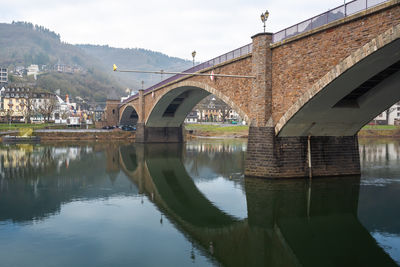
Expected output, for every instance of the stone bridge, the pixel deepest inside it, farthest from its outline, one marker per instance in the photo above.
(310, 91)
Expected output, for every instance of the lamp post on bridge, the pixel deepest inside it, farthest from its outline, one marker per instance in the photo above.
(193, 55)
(264, 17)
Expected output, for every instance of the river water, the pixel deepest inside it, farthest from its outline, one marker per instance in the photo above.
(110, 204)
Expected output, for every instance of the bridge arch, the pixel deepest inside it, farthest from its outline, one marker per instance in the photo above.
(171, 108)
(128, 115)
(344, 100)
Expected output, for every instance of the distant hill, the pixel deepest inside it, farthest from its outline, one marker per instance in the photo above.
(23, 44)
(137, 59)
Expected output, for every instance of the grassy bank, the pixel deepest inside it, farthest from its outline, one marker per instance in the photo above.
(35, 126)
(240, 131)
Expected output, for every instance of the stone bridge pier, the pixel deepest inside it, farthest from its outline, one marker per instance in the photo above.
(270, 155)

+ + +

▶ [Task to carry out]: Reproduce verbatim the lines above, beginning with the line that contains "Expected output, for every instance of the river" and continuing through the last of the lines.

▶ [Response]:
Expected output, for every instance of the river water, the pixel deepest inside it, farthest from its outline, one marker per instance in the photo above.
(110, 204)
Expected output, for every instance of the bridge arch, the pixel deepest inside it, farthest from its outline, one marker per instance in the photo above.
(171, 108)
(128, 115)
(344, 100)
Expected output, for every instance of the distant hill, the pixel deepest inside it, farthest from its outline, one marker per instance in the photo above.
(23, 44)
(137, 59)
Expected output, for every instance of the grassy bank, the pixel deepest inside it, farthest from its outline, one marker per instance in the photo above.
(35, 126)
(240, 131)
Expected output, for every instance of the stone bridge pier, the pixel deepest inside it, farthest from its outline, one marker per instance in the photo above.
(270, 155)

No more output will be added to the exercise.